(Lines that point to named objects)

☆ ☆ ☆

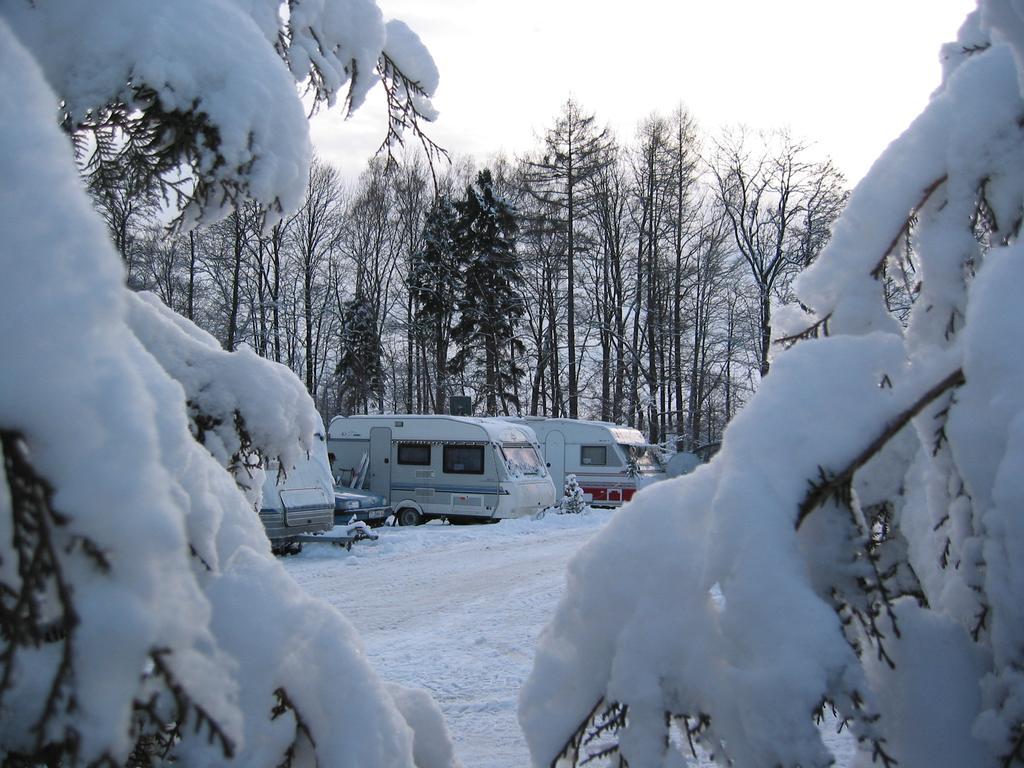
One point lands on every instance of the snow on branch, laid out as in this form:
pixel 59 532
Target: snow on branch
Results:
pixel 148 91
pixel 857 542
pixel 134 572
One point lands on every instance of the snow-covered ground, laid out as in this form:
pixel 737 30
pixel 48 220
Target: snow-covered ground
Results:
pixel 456 610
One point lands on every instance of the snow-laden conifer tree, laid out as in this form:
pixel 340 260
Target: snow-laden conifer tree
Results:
pixel 491 305
pixel 857 545
pixel 142 617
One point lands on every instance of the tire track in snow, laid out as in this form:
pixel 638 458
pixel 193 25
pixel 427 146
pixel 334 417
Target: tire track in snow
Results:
pixel 456 611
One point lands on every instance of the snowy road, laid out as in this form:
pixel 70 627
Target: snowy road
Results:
pixel 455 610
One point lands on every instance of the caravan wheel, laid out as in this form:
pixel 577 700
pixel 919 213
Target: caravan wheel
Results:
pixel 409 516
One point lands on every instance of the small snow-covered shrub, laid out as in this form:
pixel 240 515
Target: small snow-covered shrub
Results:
pixel 573 502
pixel 142 616
pixel 857 544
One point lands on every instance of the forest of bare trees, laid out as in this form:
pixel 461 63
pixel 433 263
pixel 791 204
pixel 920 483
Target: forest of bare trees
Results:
pixel 641 272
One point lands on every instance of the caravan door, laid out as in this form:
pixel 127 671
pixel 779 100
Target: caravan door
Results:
pixel 380 461
pixel 554 454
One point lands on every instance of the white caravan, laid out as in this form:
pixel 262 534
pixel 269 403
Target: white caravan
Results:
pixel 431 467
pixel 610 461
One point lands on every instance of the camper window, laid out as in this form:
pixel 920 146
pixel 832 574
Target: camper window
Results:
pixel 414 453
pixel 464 460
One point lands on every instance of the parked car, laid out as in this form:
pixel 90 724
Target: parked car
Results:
pixel 365 506
pixel 297 503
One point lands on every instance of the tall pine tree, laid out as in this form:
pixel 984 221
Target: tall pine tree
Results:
pixel 492 303
pixel 436 286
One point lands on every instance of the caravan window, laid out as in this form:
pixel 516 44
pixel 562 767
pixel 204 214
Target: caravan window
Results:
pixel 464 460
pixel 414 453
pixel 523 459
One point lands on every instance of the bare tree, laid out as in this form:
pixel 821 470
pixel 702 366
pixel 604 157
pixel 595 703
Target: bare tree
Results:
pixel 779 204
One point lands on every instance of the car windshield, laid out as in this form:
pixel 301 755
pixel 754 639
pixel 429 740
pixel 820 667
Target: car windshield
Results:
pixel 643 457
pixel 523 459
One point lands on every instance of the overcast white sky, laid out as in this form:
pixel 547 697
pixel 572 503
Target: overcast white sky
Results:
pixel 849 76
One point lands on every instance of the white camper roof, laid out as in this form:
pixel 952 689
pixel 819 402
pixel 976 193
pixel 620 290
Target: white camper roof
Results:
pixel 431 427
pixel 596 431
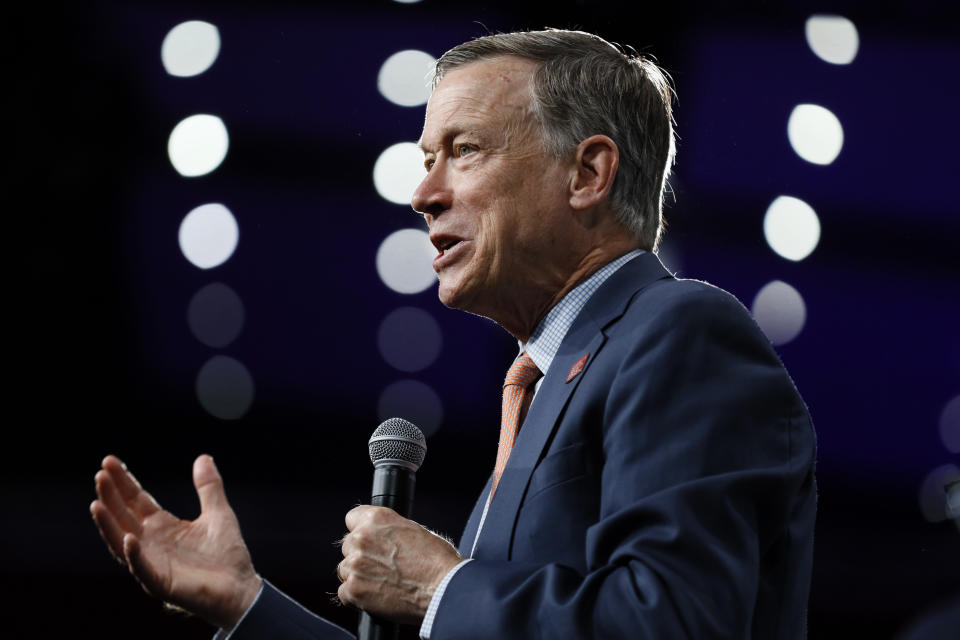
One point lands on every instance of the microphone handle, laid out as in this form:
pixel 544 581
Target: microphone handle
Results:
pixel 393 487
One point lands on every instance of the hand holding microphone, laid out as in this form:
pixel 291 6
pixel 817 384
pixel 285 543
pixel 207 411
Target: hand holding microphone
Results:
pixel 392 565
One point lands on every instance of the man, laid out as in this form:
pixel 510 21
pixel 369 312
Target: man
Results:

☆ ☆ ☆

— Exercise objective —
Copy everything from the start of the lines down to the line containing "pixel 455 610", substituting "Label" for "Target" and keeping all else the same. Omit the pictures.

— Finished exercise —
One point lands on every instance of the snow on branch, laid out as in this form:
pixel 59 532
Label: snow on branch
Results:
pixel 148 91
pixel 857 542
pixel 134 572
One point lands on every instance of the snow-covered ground, laid out as in this form:
pixel 737 30
pixel 48 220
Label: snow-covered ground
Results:
pixel 456 610
One point lands on every instance of the snow-laden conifer tree, laid out as in this form:
pixel 340 260
Label: snow-laden conifer tree
Results:
pixel 491 305
pixel 857 545
pixel 142 617
One point lands on every instance of the tire track in snow, laid out as in this form:
pixel 638 458
pixel 193 25
pixel 427 146
pixel 334 417
Label: tire track in snow
Results:
pixel 456 611
One point lands on every instance of the snowy road, laid out as in this form:
pixel 70 627
Label: snowy road
Results:
pixel 455 610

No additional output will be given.